╭─ Extract to read

"Hotel Key" is a song recorded by American country music group Old Dominion. It was released in April 2018 as the third single from their 2017 album Happy Endings.

Content
"Hotel Key" is about a couple who has a one-night stand at a hotel, but does not forget their encounter after it is over. In particular, the female half of the couple keeps the hotel key as a memento after the encounter is over. Group members Matthew Ramsey and Trevor Rosen wrote the song with Josh Osborne.

The radio version changes the verse where Ramsey says "We were smoking a little, from a half an ounce," to "We were stuck in the middle, lovin’ every ounce."

Commercial performance
The song reached number one on the Country Airplay chart for charts dated September 29, 2018, becoming Old Dominion's fifth number one single, and the fourth consecutive number one, on that chart. The song has sold 105,000 copies in the United States as of October 2018.

╰─

Directive 1
Can you reproduce everything in the "Hotel Key" article from "The radio version" down to "of October 2018.", substituting "edited version" for "radio version"?

╭─ Data supplied

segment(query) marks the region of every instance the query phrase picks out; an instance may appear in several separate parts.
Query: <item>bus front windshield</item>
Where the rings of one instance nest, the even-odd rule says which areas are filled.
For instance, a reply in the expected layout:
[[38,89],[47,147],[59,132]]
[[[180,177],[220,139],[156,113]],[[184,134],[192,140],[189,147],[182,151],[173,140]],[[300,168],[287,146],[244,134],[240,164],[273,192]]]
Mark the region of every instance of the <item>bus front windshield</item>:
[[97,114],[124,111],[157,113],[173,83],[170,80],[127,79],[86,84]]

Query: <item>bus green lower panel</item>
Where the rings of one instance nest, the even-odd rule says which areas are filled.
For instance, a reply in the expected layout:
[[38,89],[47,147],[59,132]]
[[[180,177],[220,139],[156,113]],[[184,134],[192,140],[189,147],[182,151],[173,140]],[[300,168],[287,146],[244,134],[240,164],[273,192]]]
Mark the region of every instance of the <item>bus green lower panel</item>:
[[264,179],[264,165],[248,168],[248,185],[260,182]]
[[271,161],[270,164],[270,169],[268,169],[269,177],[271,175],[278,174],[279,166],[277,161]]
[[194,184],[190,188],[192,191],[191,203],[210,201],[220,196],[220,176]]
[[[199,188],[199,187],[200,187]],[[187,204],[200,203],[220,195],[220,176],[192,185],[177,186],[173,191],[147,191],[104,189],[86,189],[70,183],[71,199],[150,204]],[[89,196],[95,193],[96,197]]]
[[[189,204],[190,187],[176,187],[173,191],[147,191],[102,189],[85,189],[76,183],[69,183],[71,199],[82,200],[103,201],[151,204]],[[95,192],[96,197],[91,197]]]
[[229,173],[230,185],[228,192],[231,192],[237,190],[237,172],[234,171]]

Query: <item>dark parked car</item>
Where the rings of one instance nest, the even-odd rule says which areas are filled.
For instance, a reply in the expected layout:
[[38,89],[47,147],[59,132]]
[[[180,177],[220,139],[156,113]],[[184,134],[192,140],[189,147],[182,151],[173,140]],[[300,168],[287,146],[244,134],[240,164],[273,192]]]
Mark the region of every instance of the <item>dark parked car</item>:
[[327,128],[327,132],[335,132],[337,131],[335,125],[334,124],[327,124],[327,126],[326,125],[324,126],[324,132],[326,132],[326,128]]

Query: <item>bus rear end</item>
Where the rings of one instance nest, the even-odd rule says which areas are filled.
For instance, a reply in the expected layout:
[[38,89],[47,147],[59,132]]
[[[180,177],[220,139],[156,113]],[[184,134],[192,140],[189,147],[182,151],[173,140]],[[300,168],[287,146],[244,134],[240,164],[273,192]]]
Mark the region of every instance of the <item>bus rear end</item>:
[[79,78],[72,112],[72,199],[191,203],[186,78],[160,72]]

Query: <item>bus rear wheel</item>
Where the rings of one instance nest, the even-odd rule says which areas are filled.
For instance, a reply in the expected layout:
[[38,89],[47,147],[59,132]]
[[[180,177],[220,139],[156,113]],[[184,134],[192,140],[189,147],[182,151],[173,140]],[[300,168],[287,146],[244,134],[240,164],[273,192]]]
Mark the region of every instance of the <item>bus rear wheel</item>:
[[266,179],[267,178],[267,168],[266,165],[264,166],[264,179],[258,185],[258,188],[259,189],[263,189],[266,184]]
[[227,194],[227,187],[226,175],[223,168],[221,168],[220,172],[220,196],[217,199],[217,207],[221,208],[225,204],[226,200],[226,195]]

╰─

Directive 2
Which lines of the entries contain the word "green"? Pick out and copy each of them.

Complete output 1
The edited version changes the verse where Ramsey says "We were smoking a little, from a half an ounce," to "We were stuck in the middle, lovin’ every ounce."

Commercial performance
The song reached number one on the Country Airplay chart for charts dated September 29, 2018, becoming Old Dominion's fifth number one single, and the fourth consecutive number one, on that chart. The song has sold 105,000 copies in the United States as of October 2018.

Complete output 2
Query: <item>bus green lower panel</item>
Mark the region of every instance of the <item>bus green lower panel</item>:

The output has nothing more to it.